**Task to carry out:**
Where the string "negative" occurs in a line of the entries below, copy that line.

**Source material:**

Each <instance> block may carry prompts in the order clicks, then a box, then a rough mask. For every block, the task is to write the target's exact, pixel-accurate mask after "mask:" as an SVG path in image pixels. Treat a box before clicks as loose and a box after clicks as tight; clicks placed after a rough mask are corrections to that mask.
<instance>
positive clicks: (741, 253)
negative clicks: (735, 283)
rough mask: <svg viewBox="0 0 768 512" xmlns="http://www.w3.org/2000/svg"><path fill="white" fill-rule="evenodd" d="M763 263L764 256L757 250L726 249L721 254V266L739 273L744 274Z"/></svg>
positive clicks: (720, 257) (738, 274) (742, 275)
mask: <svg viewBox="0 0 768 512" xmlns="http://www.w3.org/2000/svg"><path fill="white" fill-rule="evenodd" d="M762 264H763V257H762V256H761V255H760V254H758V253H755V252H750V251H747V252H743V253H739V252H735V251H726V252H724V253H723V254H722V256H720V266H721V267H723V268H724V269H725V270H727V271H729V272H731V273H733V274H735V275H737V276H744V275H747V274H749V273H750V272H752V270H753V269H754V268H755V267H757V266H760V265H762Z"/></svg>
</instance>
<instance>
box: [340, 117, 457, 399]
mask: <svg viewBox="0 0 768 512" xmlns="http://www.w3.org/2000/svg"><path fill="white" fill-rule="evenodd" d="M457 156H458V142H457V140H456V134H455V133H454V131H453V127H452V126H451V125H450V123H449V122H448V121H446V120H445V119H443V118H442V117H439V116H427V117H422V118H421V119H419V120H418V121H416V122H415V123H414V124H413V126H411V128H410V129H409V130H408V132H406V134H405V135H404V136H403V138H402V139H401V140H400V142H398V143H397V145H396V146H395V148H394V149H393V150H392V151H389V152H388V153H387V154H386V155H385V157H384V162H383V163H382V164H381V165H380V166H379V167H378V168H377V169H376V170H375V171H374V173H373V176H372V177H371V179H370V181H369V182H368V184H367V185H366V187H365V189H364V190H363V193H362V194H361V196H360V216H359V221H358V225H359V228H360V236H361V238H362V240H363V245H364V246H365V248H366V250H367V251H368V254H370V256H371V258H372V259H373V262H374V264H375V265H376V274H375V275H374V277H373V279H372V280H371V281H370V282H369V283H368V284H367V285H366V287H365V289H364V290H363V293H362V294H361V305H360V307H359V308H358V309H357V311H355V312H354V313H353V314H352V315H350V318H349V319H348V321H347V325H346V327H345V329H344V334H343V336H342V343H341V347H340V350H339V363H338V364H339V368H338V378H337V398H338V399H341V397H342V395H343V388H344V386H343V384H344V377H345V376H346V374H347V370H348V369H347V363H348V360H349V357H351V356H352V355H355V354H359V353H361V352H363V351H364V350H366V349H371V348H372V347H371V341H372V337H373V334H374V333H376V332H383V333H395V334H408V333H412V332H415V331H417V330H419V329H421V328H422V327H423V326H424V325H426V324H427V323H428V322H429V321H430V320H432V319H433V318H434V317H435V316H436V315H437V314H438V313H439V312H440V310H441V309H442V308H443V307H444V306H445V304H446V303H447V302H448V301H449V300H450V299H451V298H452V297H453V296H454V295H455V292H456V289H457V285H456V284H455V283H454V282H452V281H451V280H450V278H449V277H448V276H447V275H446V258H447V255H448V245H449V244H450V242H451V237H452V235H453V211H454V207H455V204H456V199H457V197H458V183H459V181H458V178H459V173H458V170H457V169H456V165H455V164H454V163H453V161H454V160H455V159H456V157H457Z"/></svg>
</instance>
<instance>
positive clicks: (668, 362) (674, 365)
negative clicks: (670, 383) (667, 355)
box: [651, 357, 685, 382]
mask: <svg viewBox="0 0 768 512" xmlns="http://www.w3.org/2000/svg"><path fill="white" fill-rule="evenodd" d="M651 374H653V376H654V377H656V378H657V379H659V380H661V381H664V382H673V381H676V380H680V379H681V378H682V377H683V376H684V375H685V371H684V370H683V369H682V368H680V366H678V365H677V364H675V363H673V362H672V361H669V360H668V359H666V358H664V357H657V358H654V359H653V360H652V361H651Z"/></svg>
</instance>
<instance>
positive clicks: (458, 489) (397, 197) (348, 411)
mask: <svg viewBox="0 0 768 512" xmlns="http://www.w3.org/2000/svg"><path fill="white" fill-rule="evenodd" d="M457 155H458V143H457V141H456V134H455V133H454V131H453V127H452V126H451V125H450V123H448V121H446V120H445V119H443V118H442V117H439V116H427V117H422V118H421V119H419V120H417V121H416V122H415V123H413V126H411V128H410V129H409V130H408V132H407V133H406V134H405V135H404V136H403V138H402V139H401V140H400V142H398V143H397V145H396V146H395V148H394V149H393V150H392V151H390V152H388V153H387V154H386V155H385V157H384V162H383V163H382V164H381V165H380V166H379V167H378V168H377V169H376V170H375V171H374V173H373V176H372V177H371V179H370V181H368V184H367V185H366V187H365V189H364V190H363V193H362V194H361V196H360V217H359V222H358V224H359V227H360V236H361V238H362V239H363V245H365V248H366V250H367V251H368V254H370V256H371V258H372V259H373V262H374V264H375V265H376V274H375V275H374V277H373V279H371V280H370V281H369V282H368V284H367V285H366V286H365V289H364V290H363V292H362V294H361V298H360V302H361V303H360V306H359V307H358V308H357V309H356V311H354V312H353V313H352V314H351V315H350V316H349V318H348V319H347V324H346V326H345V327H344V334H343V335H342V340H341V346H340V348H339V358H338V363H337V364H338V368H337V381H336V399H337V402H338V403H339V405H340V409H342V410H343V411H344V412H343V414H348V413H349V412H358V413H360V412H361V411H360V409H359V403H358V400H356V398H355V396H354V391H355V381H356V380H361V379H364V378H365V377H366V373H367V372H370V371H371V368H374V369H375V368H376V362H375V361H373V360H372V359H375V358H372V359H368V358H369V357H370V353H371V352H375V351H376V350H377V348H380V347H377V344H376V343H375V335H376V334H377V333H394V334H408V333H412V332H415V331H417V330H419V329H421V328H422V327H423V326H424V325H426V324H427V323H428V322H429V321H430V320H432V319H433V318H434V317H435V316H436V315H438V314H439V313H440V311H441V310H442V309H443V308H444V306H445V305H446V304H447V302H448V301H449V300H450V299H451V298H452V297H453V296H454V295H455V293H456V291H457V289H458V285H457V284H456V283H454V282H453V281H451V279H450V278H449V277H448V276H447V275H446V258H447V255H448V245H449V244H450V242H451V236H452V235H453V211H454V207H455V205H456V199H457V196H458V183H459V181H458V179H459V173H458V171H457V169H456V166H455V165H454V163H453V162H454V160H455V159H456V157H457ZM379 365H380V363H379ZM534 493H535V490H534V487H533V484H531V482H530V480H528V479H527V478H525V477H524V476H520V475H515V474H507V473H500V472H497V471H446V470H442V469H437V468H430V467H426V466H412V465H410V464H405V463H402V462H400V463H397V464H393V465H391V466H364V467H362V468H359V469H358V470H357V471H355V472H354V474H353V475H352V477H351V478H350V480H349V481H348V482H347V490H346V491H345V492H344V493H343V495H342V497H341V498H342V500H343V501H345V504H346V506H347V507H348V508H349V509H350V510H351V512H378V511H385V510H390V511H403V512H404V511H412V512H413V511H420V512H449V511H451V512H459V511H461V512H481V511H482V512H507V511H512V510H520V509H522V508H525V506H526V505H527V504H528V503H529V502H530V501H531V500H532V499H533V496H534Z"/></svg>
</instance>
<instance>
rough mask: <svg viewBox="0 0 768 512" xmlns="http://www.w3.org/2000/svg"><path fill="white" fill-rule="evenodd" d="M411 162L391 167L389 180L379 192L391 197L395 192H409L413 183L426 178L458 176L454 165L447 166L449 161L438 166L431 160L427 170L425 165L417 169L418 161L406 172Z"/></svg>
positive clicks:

**Written answer:**
negative clicks: (735, 283)
negative clicks: (670, 383) (667, 355)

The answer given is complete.